/zfs-backup

ZFS backup via zfs send/recv over ssh

Primary LanguageShell

This is a backup script to replicate a ZFS filesystem and its children to
another server via zfs snapshots and zfs send/receive over ssh.  It was
developed on Solaris 10 but should run with minor modification on other
platforms with ZFS support.

It supplements zfs-auto-snapshot, but runs independently.  I prefer that
snapshots continue to be taken even if the backup fails.  It does not
necessarily require that package -- anything that regularly generates
snapshots that follow a given pattern will suffice.

Command-line options:
  -n		debug/dry-run mode
  -v		verbose mode
  -f file	specify a configuration file
  -r N		use the Nth most recent local snapshot rather than the newest
  -h, -?	display help message


Basic installation: After following the prerequisites, run manually to verify
operation, and then add a line like the following to zfssnap's crontab:
30 * * * * /path/to/zfs-backup.sh [ options ]
(This for an hourly sync -- adjust accordingly if you only want to back up
daily, etc.  zfs-backup now supports commandline options and configuration
files, so you can schedule different cron jobs with different config files,
e.g. to back up to two different targets.  If you schedule multiple cron
jobs, you should use different lockfiles in each configuration.)

[Detection annotation lines]
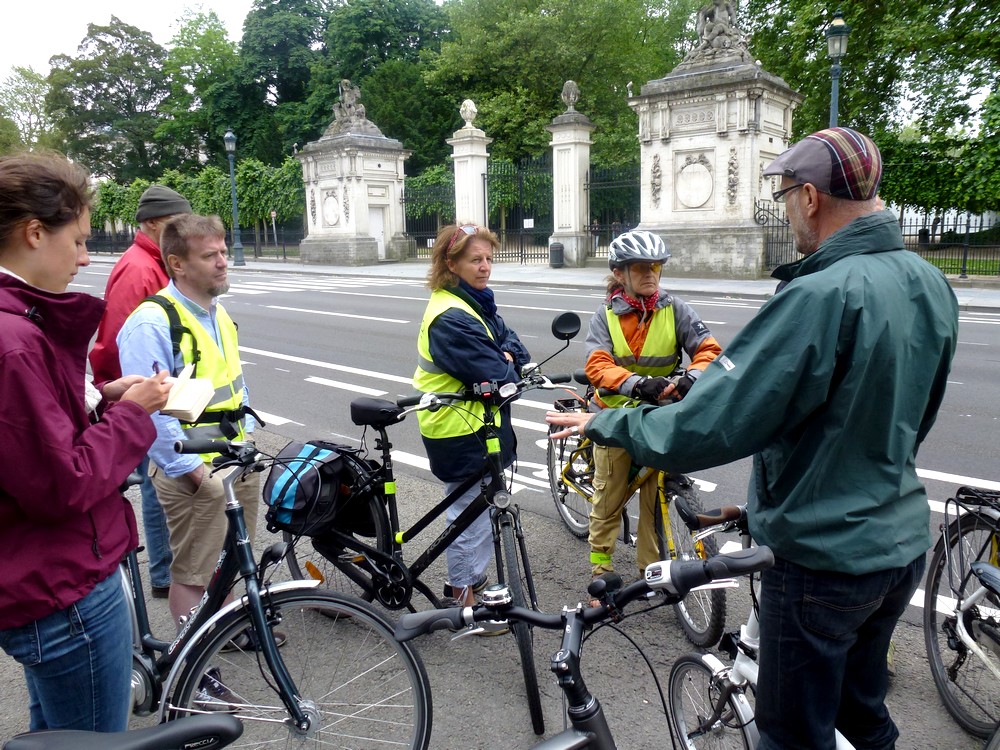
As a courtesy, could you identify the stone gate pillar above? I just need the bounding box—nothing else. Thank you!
[545,81,594,267]
[296,79,416,266]
[447,99,493,227]
[628,0,802,278]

_EXERCISE REQUIREMENTS:_
a: In the ZFS backup text, what operating system was the script developed on?
b: Write out the part of the ZFS backup text that begins with the words containing "Basic installation: After" and ends with "in each configuration.)".
These lines have nothing to do with the ZFS backup text.

_RESPONSE LIST:_
a: Solaris 10

b:
Basic installation: After following the prerequisites, run manually to verify
operation, and then add a line like the following to zfssnap's crontab:
30 * * * * /path/to/zfs-backup.sh [ options ]
(This for an hourly sync -- adjust accordingly if you only want to back up
daily, etc.  zfs-backup now supports commandline options and configuration
files, so you can schedule different cron jobs with different config files,
e.g. to back up to two different targets.  If you schedule multiple cron
jobs, you should use different lockfiles in each configuration.)